- **DATASET CONTENT**
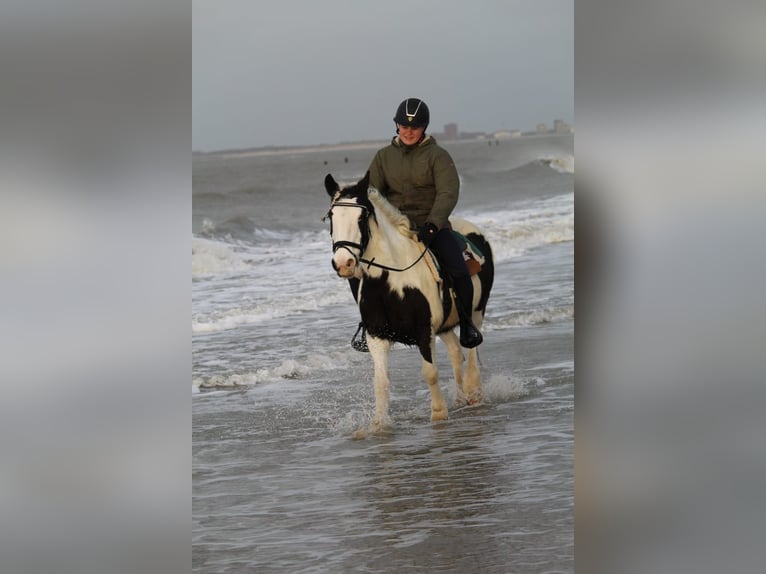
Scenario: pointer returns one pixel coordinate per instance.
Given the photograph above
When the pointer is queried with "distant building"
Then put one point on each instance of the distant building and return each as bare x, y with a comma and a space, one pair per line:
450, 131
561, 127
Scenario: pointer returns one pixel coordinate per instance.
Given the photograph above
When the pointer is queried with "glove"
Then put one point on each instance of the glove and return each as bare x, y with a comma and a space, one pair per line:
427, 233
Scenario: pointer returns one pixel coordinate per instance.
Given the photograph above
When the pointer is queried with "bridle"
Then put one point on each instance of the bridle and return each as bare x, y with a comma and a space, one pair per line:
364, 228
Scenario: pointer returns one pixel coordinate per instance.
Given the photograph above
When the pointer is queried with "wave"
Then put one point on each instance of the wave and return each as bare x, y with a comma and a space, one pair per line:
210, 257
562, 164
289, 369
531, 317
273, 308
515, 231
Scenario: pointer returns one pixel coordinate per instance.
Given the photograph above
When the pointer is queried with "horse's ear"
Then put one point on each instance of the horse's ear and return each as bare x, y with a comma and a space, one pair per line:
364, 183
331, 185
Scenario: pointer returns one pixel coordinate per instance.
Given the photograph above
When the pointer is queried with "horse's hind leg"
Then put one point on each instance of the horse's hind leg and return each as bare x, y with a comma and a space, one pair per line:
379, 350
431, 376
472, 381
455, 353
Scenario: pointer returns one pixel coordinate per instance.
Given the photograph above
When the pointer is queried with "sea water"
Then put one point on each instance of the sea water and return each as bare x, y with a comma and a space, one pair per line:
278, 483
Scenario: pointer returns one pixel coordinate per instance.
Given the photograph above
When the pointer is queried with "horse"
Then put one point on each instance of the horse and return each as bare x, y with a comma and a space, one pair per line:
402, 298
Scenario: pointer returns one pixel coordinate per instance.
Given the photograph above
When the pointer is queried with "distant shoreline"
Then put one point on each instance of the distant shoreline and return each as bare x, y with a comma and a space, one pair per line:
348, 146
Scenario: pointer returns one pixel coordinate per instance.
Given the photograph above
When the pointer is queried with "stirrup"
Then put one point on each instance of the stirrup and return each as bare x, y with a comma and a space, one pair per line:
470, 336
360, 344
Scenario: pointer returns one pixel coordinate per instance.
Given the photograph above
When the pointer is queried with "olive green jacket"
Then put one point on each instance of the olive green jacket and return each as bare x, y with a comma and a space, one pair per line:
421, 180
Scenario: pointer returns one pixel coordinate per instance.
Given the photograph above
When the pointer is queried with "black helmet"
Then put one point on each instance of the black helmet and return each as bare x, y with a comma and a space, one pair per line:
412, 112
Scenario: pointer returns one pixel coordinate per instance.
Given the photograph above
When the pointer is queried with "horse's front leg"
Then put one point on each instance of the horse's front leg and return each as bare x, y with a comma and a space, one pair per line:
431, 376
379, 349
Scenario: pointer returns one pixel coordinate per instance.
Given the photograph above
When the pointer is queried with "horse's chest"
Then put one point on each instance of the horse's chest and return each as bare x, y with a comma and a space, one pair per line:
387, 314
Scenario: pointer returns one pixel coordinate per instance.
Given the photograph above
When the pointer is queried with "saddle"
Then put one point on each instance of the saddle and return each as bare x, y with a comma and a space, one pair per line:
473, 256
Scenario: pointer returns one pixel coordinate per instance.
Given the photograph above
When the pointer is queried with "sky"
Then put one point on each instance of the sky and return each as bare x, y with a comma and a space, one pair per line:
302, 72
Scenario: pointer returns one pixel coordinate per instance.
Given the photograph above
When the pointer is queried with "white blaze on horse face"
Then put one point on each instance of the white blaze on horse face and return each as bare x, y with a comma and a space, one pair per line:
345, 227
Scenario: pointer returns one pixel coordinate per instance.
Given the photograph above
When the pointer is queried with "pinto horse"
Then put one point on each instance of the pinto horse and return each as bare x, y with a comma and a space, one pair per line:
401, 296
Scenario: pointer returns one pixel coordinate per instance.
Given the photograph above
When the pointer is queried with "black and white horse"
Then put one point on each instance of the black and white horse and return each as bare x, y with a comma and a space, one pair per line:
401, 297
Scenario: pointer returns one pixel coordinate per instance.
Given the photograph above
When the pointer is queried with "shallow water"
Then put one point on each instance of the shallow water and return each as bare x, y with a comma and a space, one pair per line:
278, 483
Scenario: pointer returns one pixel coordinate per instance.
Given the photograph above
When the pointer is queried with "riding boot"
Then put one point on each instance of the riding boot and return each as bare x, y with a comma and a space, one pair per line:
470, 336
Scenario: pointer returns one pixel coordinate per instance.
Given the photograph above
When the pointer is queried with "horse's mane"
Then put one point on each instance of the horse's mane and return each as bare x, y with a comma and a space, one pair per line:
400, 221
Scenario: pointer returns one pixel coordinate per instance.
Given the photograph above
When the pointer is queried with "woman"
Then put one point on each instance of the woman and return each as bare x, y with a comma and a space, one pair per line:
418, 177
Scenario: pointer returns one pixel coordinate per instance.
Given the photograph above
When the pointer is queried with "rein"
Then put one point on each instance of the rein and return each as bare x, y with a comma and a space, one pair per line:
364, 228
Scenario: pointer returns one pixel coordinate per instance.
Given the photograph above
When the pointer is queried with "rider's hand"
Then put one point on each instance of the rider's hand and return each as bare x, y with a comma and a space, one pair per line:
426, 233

- **WHAT THE TASK REQUIRES**
How many lines in the listing above contain the string "olive", matching case exactly? Reply with the number alone.

- **COMPLETE OUTPUT**
2